**What you are asked to do**
Please arrange the data below as a JSON list of strings, one per line with blank lines left out. Cover only the part that opens with the line containing "the green hydraulic" and closes with the final line, including both.

**Excerpts from a point labeling dataset**
========================================

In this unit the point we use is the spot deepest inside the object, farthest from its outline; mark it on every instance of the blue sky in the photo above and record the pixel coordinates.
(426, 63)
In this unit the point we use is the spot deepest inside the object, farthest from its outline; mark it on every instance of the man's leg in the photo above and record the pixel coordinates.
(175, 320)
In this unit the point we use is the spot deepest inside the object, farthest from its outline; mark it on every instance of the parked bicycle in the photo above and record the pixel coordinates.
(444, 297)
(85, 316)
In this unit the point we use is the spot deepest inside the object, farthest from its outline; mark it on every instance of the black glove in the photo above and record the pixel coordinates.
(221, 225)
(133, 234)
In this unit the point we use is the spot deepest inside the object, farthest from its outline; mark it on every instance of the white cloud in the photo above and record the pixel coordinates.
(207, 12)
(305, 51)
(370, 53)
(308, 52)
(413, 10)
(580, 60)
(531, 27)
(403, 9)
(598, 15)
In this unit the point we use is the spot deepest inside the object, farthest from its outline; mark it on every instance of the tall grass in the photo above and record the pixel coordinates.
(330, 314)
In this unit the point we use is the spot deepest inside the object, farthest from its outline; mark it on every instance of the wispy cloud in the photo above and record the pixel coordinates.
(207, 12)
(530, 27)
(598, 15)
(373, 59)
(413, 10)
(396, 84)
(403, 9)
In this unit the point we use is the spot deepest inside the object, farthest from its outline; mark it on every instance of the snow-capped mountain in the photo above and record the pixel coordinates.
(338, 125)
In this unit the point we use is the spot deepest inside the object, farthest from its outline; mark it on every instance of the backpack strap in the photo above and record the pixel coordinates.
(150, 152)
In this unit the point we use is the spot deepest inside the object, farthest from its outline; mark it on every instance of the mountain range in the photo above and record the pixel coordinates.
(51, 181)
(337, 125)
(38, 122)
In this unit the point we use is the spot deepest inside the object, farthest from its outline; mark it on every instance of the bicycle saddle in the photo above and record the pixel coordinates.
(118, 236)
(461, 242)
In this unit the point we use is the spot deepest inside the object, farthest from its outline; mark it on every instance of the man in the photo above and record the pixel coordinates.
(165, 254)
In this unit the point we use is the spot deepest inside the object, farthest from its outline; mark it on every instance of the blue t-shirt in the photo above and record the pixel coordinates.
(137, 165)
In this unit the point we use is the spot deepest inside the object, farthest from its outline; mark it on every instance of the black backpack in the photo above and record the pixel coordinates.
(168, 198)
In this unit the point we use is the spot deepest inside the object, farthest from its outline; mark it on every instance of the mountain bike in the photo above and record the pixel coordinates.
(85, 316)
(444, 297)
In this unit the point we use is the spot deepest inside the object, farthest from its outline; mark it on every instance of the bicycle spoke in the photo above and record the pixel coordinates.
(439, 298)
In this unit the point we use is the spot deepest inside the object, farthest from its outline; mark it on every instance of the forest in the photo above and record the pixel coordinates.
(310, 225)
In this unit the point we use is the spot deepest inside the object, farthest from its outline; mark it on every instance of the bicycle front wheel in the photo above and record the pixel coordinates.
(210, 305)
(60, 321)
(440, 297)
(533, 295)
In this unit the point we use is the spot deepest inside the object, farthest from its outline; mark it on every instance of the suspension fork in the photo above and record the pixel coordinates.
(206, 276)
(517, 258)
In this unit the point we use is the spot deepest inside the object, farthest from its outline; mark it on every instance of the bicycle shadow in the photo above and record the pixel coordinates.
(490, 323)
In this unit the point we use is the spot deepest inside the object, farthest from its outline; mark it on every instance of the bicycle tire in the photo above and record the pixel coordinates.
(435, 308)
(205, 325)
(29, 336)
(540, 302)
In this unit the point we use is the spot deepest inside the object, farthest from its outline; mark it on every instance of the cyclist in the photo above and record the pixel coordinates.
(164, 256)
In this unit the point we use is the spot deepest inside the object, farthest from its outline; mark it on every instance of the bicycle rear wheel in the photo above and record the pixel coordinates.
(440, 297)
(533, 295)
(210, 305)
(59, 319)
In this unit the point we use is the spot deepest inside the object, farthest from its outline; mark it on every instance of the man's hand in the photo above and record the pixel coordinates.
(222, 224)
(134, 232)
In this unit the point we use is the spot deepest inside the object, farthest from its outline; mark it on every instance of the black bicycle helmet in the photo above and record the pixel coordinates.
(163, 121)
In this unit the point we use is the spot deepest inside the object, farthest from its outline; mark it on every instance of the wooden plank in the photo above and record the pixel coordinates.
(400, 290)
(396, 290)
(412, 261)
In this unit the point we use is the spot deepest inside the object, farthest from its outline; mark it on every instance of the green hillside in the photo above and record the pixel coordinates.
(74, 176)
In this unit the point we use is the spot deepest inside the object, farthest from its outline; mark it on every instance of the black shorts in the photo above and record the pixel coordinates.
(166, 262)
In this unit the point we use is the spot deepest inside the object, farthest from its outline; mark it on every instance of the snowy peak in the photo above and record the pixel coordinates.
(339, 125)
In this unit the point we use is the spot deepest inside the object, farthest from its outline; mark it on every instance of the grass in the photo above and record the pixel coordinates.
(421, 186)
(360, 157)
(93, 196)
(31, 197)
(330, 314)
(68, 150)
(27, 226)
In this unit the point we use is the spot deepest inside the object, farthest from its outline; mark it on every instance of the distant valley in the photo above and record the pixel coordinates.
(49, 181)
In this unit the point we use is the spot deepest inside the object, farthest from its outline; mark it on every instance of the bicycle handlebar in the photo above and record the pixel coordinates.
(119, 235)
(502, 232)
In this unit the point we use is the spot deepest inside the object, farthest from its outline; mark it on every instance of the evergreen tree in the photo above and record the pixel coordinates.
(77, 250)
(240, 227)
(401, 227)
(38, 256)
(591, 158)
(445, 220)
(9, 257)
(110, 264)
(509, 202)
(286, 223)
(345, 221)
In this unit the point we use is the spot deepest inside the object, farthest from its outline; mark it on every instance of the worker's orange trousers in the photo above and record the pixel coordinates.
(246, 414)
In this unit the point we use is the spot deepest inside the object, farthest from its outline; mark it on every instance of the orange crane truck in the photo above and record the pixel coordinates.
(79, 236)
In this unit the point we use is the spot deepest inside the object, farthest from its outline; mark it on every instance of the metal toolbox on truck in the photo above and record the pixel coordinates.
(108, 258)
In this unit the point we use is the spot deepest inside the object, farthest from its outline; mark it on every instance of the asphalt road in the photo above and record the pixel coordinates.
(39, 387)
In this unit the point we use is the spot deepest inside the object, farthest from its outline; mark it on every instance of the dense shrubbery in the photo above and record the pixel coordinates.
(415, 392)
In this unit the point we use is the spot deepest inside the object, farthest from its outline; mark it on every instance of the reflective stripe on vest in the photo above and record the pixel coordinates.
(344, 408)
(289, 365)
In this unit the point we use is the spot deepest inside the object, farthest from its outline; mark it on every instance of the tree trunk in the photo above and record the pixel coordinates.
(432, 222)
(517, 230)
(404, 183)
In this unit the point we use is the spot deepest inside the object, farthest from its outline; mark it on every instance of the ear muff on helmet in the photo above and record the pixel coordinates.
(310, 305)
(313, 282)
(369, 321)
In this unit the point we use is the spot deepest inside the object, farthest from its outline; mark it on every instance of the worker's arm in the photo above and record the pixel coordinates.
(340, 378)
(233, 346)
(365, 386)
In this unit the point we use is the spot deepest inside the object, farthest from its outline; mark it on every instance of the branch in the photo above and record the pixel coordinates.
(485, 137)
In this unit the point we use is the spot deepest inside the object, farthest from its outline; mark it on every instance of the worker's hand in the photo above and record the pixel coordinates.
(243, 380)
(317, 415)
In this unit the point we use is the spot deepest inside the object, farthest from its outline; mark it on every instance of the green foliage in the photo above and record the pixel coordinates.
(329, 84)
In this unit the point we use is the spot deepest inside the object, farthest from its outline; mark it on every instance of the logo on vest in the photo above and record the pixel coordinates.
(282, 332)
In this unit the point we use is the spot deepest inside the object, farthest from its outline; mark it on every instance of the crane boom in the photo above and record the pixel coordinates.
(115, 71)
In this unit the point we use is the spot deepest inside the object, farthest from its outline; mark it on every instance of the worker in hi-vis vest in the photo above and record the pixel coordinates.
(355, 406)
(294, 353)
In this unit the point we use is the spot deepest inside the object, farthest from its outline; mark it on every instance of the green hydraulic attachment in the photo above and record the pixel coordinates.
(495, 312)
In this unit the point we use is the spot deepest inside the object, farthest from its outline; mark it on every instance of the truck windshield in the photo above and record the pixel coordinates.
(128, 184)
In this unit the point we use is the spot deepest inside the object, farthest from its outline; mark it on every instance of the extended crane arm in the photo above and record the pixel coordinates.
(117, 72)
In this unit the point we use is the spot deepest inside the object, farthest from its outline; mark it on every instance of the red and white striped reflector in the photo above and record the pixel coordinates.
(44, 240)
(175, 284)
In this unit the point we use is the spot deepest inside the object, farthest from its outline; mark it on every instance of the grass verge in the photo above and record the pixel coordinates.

========================================

**Task answer**
[
  "In this unit the point we use is the spot deepest inside the object, farthest from its outline; mark it on every instance of the green hydraulic attachment in the photo above and record the pixel coordinates.",
  "(495, 312)",
  "In this unit the point we use is the spot deepest inside the object, farthest from its outline; mark it on every instance of the truck windshield in the photo above and record the pixel coordinates.",
  "(128, 184)",
  "In this unit the point we use is the spot deepest inside the object, farthest from its outline; mark it on every instance of the extended crane arm in the photo above and record the pixel coordinates.",
  "(117, 72)",
  "In this unit the point we use is the spot deepest inside the object, farthest from its outline; mark it on every instance of the red and white striped reflector in the photo above and record the pixel coordinates.",
  "(44, 240)",
  "(175, 284)",
  "In this unit the point we use is the spot deepest inside the object, farthest from its outline; mark it on every instance of the grass verge in the photo above and record the pixel coordinates."
]